**RAW DATA:**
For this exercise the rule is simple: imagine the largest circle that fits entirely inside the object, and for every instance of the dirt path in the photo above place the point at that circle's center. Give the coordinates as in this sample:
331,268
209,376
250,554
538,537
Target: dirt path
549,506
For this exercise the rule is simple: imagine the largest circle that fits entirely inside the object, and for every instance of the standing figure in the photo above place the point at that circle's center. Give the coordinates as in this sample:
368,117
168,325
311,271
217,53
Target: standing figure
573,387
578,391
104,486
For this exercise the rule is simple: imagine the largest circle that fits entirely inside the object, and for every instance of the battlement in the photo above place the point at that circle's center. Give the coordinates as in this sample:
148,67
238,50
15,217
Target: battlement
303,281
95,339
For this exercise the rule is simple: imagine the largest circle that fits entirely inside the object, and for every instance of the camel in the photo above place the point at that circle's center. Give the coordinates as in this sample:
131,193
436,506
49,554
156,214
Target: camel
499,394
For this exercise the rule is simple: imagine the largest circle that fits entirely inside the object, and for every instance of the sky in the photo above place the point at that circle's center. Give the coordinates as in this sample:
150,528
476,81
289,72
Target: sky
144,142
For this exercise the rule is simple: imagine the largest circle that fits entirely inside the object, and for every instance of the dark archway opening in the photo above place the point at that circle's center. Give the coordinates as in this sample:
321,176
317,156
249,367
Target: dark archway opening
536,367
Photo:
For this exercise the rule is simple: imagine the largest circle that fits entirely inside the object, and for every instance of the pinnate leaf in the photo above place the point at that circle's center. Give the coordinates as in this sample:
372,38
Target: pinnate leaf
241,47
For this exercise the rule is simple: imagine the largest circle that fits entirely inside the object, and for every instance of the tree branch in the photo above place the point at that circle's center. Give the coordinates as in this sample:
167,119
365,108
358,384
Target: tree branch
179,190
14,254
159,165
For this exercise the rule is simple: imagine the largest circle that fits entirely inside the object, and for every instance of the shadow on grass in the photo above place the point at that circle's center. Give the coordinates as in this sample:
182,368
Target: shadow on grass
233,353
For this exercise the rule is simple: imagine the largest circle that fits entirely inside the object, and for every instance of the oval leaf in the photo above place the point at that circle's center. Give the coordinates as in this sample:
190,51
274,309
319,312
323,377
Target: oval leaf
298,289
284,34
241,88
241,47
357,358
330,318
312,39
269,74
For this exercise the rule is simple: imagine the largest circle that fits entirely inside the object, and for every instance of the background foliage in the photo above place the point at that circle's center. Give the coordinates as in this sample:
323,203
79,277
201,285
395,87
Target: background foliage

**DESCRIPTION OF THE TASK:**
Copy out everything from the line containing "of the background" down to the end of the entries, switching "foliage" to "greenery" and leaving all else unchanged.

**SOLUTION TO THIS EXERCISE:**
For this exercise the rule is simple: imagine the largest circle that fits entirely inside the object, and for every instance of the background greenery in the photo above place the point at that circle's center. Give the coordinates as in this sample:
323,203
79,277
201,285
395,87
Target: background greenery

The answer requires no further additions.